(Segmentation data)

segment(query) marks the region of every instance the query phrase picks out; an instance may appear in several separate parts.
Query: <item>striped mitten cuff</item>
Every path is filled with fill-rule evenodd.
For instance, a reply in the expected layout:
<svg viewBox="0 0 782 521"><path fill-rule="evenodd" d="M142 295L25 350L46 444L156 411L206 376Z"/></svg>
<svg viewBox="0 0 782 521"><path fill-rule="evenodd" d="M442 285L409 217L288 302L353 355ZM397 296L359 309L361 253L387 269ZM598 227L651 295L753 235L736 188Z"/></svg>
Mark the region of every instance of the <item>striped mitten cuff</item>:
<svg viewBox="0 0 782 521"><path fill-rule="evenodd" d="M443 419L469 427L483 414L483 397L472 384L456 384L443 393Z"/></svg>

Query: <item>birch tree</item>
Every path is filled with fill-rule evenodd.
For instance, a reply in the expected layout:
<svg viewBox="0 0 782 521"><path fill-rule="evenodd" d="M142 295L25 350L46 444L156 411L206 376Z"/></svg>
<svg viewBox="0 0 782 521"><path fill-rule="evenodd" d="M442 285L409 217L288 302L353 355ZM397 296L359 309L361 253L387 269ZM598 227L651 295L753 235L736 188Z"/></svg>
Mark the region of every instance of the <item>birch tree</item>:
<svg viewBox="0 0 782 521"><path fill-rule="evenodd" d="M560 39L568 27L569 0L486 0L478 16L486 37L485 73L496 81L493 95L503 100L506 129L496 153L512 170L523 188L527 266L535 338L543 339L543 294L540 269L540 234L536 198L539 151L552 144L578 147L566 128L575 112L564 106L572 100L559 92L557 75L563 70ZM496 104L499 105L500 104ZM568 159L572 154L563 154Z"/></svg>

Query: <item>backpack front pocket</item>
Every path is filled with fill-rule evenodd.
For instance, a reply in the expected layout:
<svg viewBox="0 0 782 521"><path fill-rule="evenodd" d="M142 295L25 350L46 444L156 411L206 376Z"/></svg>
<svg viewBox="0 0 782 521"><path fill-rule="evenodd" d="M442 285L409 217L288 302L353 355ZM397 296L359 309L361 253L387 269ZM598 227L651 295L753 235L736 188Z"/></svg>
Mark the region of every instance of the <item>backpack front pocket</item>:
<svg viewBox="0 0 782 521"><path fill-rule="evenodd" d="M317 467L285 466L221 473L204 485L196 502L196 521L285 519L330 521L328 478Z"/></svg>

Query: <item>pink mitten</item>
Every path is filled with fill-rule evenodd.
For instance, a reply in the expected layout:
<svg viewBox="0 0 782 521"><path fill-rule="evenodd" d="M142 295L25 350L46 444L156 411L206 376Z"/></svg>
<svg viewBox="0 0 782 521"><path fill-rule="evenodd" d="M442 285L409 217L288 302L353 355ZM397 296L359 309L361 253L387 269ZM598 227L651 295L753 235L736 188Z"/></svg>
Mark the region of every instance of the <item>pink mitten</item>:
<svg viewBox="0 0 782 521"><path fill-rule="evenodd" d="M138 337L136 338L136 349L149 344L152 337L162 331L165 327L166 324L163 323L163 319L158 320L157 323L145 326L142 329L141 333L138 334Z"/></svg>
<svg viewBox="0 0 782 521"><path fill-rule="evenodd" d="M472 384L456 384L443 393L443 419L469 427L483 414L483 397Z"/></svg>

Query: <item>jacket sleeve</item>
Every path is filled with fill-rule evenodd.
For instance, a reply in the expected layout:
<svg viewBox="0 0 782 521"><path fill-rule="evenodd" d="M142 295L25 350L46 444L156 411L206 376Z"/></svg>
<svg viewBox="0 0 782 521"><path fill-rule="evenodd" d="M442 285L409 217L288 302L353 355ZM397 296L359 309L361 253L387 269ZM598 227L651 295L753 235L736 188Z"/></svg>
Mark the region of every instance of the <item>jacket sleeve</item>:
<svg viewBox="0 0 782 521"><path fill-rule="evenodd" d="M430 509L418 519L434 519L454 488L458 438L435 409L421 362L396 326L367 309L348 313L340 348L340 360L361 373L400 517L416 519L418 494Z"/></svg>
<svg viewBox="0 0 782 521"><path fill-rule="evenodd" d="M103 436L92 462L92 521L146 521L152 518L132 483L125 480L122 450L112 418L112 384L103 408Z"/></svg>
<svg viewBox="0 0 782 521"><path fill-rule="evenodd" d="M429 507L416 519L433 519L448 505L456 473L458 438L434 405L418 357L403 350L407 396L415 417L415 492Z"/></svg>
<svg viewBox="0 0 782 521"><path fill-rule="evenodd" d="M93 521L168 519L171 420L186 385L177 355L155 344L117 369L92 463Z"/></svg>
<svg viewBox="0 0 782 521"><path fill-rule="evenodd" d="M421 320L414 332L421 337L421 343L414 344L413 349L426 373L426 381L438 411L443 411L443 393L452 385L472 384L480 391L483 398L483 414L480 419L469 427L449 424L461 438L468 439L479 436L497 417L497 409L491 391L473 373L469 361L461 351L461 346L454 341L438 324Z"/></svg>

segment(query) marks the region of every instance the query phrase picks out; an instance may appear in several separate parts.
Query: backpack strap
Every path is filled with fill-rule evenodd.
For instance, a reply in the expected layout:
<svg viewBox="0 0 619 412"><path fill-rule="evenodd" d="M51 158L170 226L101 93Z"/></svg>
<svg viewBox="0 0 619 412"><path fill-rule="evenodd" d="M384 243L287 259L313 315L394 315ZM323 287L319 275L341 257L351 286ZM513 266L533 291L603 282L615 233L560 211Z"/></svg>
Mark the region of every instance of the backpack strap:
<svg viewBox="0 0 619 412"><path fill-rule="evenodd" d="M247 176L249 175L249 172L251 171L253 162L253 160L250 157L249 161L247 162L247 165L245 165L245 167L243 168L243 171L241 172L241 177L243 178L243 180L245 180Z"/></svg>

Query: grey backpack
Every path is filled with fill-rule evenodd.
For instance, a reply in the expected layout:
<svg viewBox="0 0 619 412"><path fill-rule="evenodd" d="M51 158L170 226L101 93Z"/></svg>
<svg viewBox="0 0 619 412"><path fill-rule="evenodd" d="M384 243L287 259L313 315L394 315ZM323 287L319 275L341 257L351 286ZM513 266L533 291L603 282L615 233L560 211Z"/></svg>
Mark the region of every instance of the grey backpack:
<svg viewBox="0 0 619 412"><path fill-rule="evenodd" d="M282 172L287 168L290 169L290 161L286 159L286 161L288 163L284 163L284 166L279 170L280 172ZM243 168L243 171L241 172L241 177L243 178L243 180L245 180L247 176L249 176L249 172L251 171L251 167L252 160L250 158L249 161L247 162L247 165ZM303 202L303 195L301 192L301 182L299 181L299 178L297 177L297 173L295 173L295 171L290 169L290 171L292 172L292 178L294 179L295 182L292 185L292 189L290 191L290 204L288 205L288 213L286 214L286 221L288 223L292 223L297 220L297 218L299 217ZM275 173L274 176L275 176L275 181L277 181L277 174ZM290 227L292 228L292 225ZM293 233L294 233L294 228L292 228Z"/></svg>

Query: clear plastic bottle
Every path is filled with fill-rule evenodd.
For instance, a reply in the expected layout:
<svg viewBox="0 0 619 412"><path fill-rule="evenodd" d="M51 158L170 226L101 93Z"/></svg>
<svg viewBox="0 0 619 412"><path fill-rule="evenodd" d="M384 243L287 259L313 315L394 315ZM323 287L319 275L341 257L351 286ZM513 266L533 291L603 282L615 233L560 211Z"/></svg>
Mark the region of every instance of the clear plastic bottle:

- Set exercise -
Please give every line of the data above as a Markdown table with two columns, No. and Line, and leave out the blank lines.

- Output -
| No. | Line |
|---|---|
| 1 | segment(query) marks the region of every instance the query phrase picks out; an instance may appear in several separate parts. |
| 2 | Query: <item>striped mitten cuff</item> |
| 3 | Every path is filled with fill-rule evenodd. |
| 4 | For instance, a reply in the expected layout: |
| 5 | <svg viewBox="0 0 782 521"><path fill-rule="evenodd" d="M142 295L25 350L46 444L156 411L206 376Z"/></svg> |
| 6 | <svg viewBox="0 0 782 521"><path fill-rule="evenodd" d="M442 285L409 217L288 302L353 355ZM397 296L359 309L361 253L387 269ZM598 227L651 295L753 235L736 188Z"/></svg> |
| 7 | Mark the region of every instance of the <item>striped mitten cuff</item>: |
| 8 | <svg viewBox="0 0 782 521"><path fill-rule="evenodd" d="M443 419L469 427L483 414L483 397L472 384L456 384L443 393Z"/></svg> |
| 9 | Query: <item>birch tree</item> |
| 10 | Every path is filled with fill-rule evenodd. |
| 11 | For instance, a reply in the expected layout: |
| 12 | <svg viewBox="0 0 782 521"><path fill-rule="evenodd" d="M142 295L25 350L46 444L156 411L206 376Z"/></svg> |
| 13 | <svg viewBox="0 0 782 521"><path fill-rule="evenodd" d="M442 285L409 217L288 302L353 355ZM397 296L359 309L361 253L387 269ZM598 227L651 295L753 235L736 188Z"/></svg> |
| 14 | Mark the region of every instance of the <item>birch tree</item>: |
| 15 | <svg viewBox="0 0 782 521"><path fill-rule="evenodd" d="M560 39L568 27L569 0L486 0L478 16L486 37L485 73L496 81L493 95L503 100L506 129L496 153L512 170L523 188L527 266L535 338L543 339L543 294L540 269L540 234L536 198L539 151L552 144L578 147L566 128L575 112L564 106L572 100L559 92L557 75L563 70ZM496 104L499 105L500 104ZM568 159L572 154L563 154Z"/></svg> |
| 16 | Query: <item>backpack front pocket</item> |
| 17 | Every path is filled with fill-rule evenodd. |
| 18 | For instance, a reply in the expected layout: |
| 19 | <svg viewBox="0 0 782 521"><path fill-rule="evenodd" d="M142 295L25 350L46 444L156 411L206 376Z"/></svg> |
| 20 | <svg viewBox="0 0 782 521"><path fill-rule="evenodd" d="M442 285L409 217L288 302L353 355ZM397 296L359 309L361 253L387 269ZM598 227L651 295L753 235L736 188Z"/></svg> |
| 21 | Mark the region of every instance of the <item>backpack front pocket</item>: |
| 22 | <svg viewBox="0 0 782 521"><path fill-rule="evenodd" d="M317 467L285 466L221 473L204 485L196 502L196 521L285 519L330 521L328 478Z"/></svg> |
| 23 | Query: <item>pink mitten</item> |
| 24 | Every path is filled with fill-rule evenodd. |
| 25 | For instance, a reply in the expected layout: |
| 26 | <svg viewBox="0 0 782 521"><path fill-rule="evenodd" d="M142 295L25 350L46 444L156 411L206 376Z"/></svg> |
| 27 | <svg viewBox="0 0 782 521"><path fill-rule="evenodd" d="M442 285L409 217L288 302L353 355ZM397 296L359 309L361 253L387 269ZM598 227L651 295L753 235L736 188Z"/></svg> |
| 28 | Mark the region of every instance of the <item>pink mitten</item>: |
| 29 | <svg viewBox="0 0 782 521"><path fill-rule="evenodd" d="M138 337L136 338L136 349L149 344L152 337L162 331L165 327L166 324L163 323L163 319L158 320L157 323L145 326L142 329L141 333L138 334Z"/></svg> |
| 30 | <svg viewBox="0 0 782 521"><path fill-rule="evenodd" d="M472 384L456 384L443 393L443 419L469 427L483 414L483 397Z"/></svg> |
| 31 | Query: <item>jacket sleeve</item> |
| 32 | Every path is filled with fill-rule evenodd. |
| 33 | For instance, a reply in the expected layout: |
| 34 | <svg viewBox="0 0 782 521"><path fill-rule="evenodd" d="M142 295L25 350L46 444L156 411L206 376Z"/></svg> |
| 35 | <svg viewBox="0 0 782 521"><path fill-rule="evenodd" d="M442 285L409 217L288 302L353 355ZM397 296L359 309L361 253L387 269ZM598 227L651 295L753 235L736 188Z"/></svg> |
| 36 | Mark the region of every instance of the <item>jacket sleeve</item>: |
| 37 | <svg viewBox="0 0 782 521"><path fill-rule="evenodd" d="M430 509L418 519L434 519L454 488L458 438L435 409L421 362L396 326L367 309L348 313L340 348L340 360L361 373L400 517L416 519L418 494Z"/></svg> |
| 38 | <svg viewBox="0 0 782 521"><path fill-rule="evenodd" d="M103 436L92 462L92 521L146 521L152 518L132 483L125 480L122 450L112 418L112 384L103 408Z"/></svg> |
| 39 | <svg viewBox="0 0 782 521"><path fill-rule="evenodd" d="M429 507L416 519L433 519L448 505L456 473L458 438L434 405L418 357L403 350L407 396L415 417L415 492Z"/></svg> |
| 40 | <svg viewBox="0 0 782 521"><path fill-rule="evenodd" d="M93 521L168 519L171 420L186 385L177 355L155 344L117 369L92 463Z"/></svg> |
| 41 | <svg viewBox="0 0 782 521"><path fill-rule="evenodd" d="M421 320L414 332L421 337L421 343L414 344L413 349L426 373L426 381L438 411L443 411L443 393L452 385L472 384L480 391L483 398L483 414L480 419L469 427L449 424L461 438L468 439L479 436L497 417L497 409L491 391L473 373L469 361L461 351L461 346L454 341L438 324Z"/></svg> |
| 42 | segment(query) marks the region of every instance the query phrase picks out; an instance may appear in several separate parts. |
| 43 | Query: backpack strap |
| 44 | Every path is filled with fill-rule evenodd. |
| 45 | For instance, a reply in the expected layout: |
| 46 | <svg viewBox="0 0 619 412"><path fill-rule="evenodd" d="M51 158L170 226L101 93Z"/></svg> |
| 47 | <svg viewBox="0 0 619 412"><path fill-rule="evenodd" d="M384 243L287 259L313 315L394 315ZM323 287L319 275L341 257L351 286ZM513 266L533 291L603 282L615 233L560 211Z"/></svg> |
| 48 | Mark the region of every instance of the backpack strap: |
| 49 | <svg viewBox="0 0 619 412"><path fill-rule="evenodd" d="M247 176L249 175L249 172L251 171L253 162L253 160L250 157L249 161L247 162L247 165L245 165L245 167L243 168L243 171L241 172L241 177L243 178L243 180L245 180Z"/></svg> |
| 50 | Query: grey backpack |
| 51 | Every path is filled with fill-rule evenodd. |
| 52 | For instance, a reply in the expected layout: |
| 53 | <svg viewBox="0 0 619 412"><path fill-rule="evenodd" d="M51 158L170 226L101 93Z"/></svg> |
| 54 | <svg viewBox="0 0 619 412"><path fill-rule="evenodd" d="M384 243L287 259L313 315L394 315ZM323 287L319 275L341 257L351 286ZM513 266L533 291L603 282L615 233L560 211Z"/></svg> |
| 55 | Mark the region of every instance of the grey backpack: |
| 56 | <svg viewBox="0 0 619 412"><path fill-rule="evenodd" d="M282 172L287 168L290 169L290 161L286 159L286 161L288 163L284 163L284 166L279 170L280 172ZM243 168L243 171L241 172L241 177L243 178L243 180L245 180L247 176L249 176L249 172L251 171L251 167L252 160L250 158L249 161L247 162L247 165ZM303 202L303 195L301 192L301 182L299 181L299 178L297 177L297 173L295 173L295 171L290 169L290 171L292 172L292 178L294 179L295 182L292 185L292 189L290 191L290 204L288 205L288 213L286 214L286 221L288 223L292 223L297 220L297 218L299 217ZM275 173L274 176L275 176L275 181L277 181L277 174ZM290 227L292 228L292 225ZM293 233L294 233L294 228L292 228Z"/></svg> |
| 57 | Query: clear plastic bottle |
| 58 | Every path is filled with fill-rule evenodd. |
| 59 | For instance, a reply in the expected layout: |
| 60 | <svg viewBox="0 0 619 412"><path fill-rule="evenodd" d="M51 158L170 226L101 93Z"/></svg> |
| 61 | <svg viewBox="0 0 619 412"><path fill-rule="evenodd" d="M384 243L287 259L313 315L394 315ZM323 287L319 275L341 257L351 286ZM513 266L533 291L603 282L615 233L560 211Z"/></svg> |
| 62 | Mark the region of every instance of the clear plastic bottle: |